▶ [页面]:
◇ ◇ ◇

• Codeforces 1064 D


    D - Labyrinth

    对于位置(i,j), j - c = R - L = const(常数), 其中R表示往右走了几步,L表示往左走了几步

    所以R越大, L就越大, R越小, L就越小, 所以只需要最小化L和R中的其中一个就可以了

    由于每次变化为0或1,所以用双端队列写bfs, 保证最前面的值最小, 简化版的dijkstra

    不过看到好多没写双端队列的也过了......

    代码:

    #pragma GCC optimize(2)
    #pragma GCC optimize(3)
    #pragma GCC optimize(4)
    #include<bits/stdc++.h>
    using namespace std;
    #define fi first
    #define se second
    #define pi acos(-1.0)
    #define LL long long
    //#define mp make_pair
    #define pb push_back
    #define ls rt<<1, l, m
    #define rs rt<<1|1, m+1, r
    #define ULL unsigned LL
    #define pll pair<LL, LL>
    #define pli pair<LL, int>
    #define pii pair<int, int>
    #define piii pair<pii, int>
    #define mem(a, b) memset(a, b, sizeof(a))

◇ ◇ ◇

▶ [资料汇总]:
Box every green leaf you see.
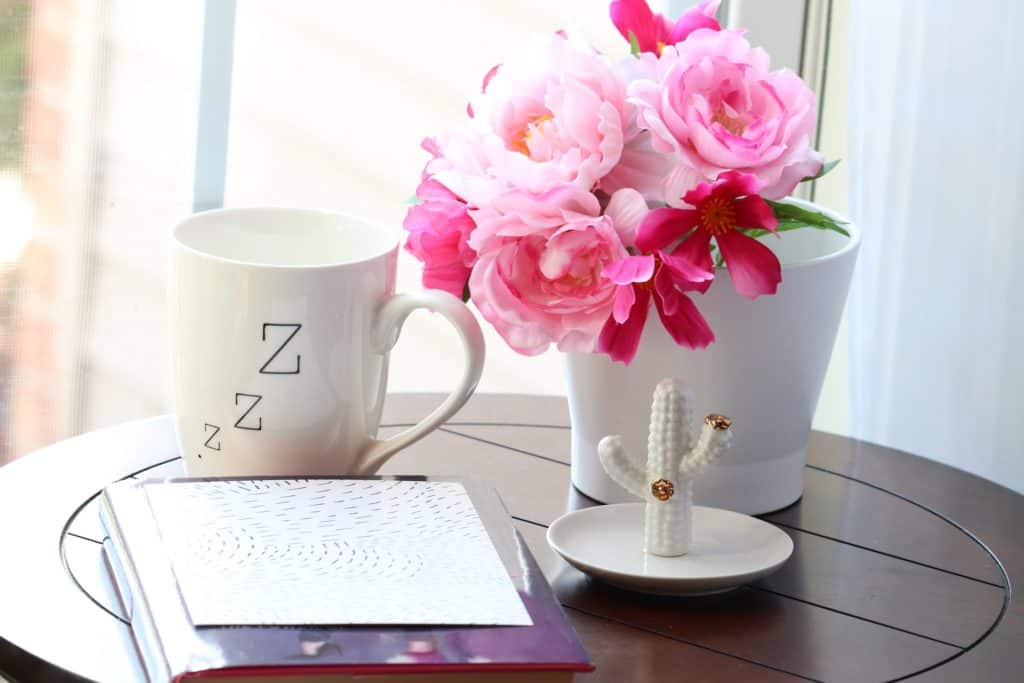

◇ ◇ ◇

▶ [练习任务]:
• a. 这篇题解的代码里,用 #define 定义的 pair 类型别名有哪些?
• b. 请原样照录这篇题解中以“由于每次变化为0或1,所以用双端队列写bfs, 保证最前面的值最小, 简化版的dijkstra”开头、一直到“#pragma GCC optimize(4)”为止的部分。

▶ [参考答案]:
• a. pll、pli、pii、piii

• b.
由于每次变化为0或1,所以用双端队列写bfs, 保证最前面的值最小, 简化版的dijkstra

    不过看到好多没写双端队列的也过了......

    代码:

    #pragma GCC optimize(2)
    #pragma GCC optimize(3)
    #pragma GCC optimize(4)